• _Stated exercise 1_: Duplicate the court opinion excerpt between "A court is not" and "Cir.2008) (internal citations and quotations omitted).", inclusive.

• _Page extract_:
^^^^^^^^
Plaintiff was charged with two misdemeanors: resisting a peace officer in the discharge of his duty and use of offensive words. Plaintiff pled not guilty to both charges, which ultimately were dismissed. (FAC ¶¶ 19–21.) Plaintiff subsequently brought the present action and filed his FAC on September 25, 2012. (Pl.'s FAC, Sept. 25, 2012, ECF No. 9.) Plaintiff claims Vale and Shelldorf used excessive force against him during the arrest.

Plaintiff further alleges the County, the Sheriff's Department, and Jones established and maintained an unconstitutional policy, decision, directive, action and/or order that resulted in: (1) deliberate indifference to a pattern of excessive force; (2) inadequate training of deputies in questioning, detaining and custody of individuals; and (3) avoiding and/or covering up complaints of physical attacks on citizens by law enforcement officers. (FAC ¶ 25.) Plaintiff alleges Defendants' actions deprived Plaintiff of his Fourth, Fifth, and Fourteenth Amendment rights in violation of 42 U.S.C. § 1983. (FAC ¶ 29.) In addition to his constitutional claims under § 1983, Plaintiff also asserts state tort claims for battery, assault, false arrest and intentional infliction of emotional distress, as well as elder abuse under California Welfare & Institutions Code sections 15610.63 and 15657. (FAC ¶ 34–70.)

Presently before the Court is Defendants' Motion to Dismiss Plaintiff's FAC. (ECF No. 14.)

STANDARD

On a motion to dismiss for failure to state a claim under Rule 12(b)(6), all allegations of material fact must be accepted as true and construed in the light most favorable to the nonmoving party. Cahill v. Liberty Mut. Ins. Co., 80 F.3d 336, 337–38 (9th Cir.1996). Rule 8(a)(2) “requires only ‘a short and plain statement of the claim showing that the pleader is entitled to relief,’ in order to ‘give the defendant fair notice of what the ... claim is and the grounds upon which it rests.’ Bell. Atl. Corp. v. Twombly, 550 U.S. 544, 555, 127 S.Ct. 1955, 167 L.Ed.2d 929 (2007) (quoting Conley v. Gibson, 355 U.S. 41, 47, 78 S.Ct. 99, 2 L.Ed.2d 80 (1957)). A complaint attacked by a Rule 12(b)(6) motion to dismiss does not require detailed factual allegations. Id. However, “a plaintiff's obligation to provide the grounds of his entitlement to relief requires more than labels and conclusions, and a formulaic recitation of the elements of a cause of action will not do.” Id. (internal citations and quotations omitted).

A court is not required to accept as true a “legal conclusion couched as a factual allegation.” Ashcroft v. Iqbal, 556 U.S. 662, 678, 129 S.Ct. 1937, 173 L.Ed.2d 868 (2009) (quoting Twombly, 550 U.S. at 555, 127 S.Ct. 1955). The Court also is not required “to accept as true allegations that are merely conclusory, unwarranted deductions of fact, or unreasonable inferences.” In re Gilead Sciences Sec. Litig., 536 F.3d 1049, 1055 (9th Cir.2008) (internal citations and quotations omitted).
^^^^^^^^
• _Material for this exercise_:
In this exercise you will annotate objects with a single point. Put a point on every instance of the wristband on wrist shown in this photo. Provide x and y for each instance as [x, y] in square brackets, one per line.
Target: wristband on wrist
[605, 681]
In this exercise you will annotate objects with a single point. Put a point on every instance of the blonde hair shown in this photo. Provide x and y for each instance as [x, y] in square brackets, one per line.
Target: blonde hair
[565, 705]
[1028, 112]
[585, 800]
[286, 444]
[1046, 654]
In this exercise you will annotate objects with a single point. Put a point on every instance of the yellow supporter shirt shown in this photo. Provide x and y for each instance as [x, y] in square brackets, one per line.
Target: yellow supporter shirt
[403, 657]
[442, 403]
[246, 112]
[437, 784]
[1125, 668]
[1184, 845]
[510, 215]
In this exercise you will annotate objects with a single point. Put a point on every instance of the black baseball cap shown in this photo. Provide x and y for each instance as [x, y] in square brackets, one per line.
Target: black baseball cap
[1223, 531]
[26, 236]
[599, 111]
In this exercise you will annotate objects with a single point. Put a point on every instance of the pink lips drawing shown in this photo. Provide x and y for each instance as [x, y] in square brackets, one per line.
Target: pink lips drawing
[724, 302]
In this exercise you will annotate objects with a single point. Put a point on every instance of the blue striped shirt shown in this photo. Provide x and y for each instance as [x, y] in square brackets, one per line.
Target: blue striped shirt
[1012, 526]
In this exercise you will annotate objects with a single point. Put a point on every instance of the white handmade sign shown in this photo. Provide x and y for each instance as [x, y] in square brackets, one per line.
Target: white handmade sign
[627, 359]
^^^^^^^^
• _Stated exercise 2_: In the listing, take the lines between the one holding "of the blue" and the last line, inclusive, and switch "striped" to "plaid" with nothing else changed. Return only those lines.

• _Full solution 1_:
A court is not required to accept as true a “legal conclusion couched as a factual allegation.” Ashcroft v. Iqbal, 556 U.S. 662, 678, 129 S.Ct. 1937, 173 L.Ed.2d 868 (2009) (quoting Twombly, 550 U.S. at 555, 127 S.Ct. 1955). The Court also is not required “to accept as true allegations that are merely conclusory, unwarranted deductions of fact, or unreasonable inferences.” In re Gilead Sciences Sec. Litig., 536 F.3d 1049, 1055 (9th Cir.2008) (internal citations and quotations omitted).

• _Full solution 2_:
In this exercise you will annotate objects with a single point. Put a point on every instance of the blue plaid shirt shown in this photo. Provide x and y for each instance as [x, y] in square brackets, one per line.
Target: blue plaid shirt
[1012, 526]
In this exercise you will annotate objects with a single point. Put a point on every instance of the white handmade sign shown in this photo. Provide x and y for each instance as [x, y] in square brackets, one per line.
Target: white handmade sign
[627, 359]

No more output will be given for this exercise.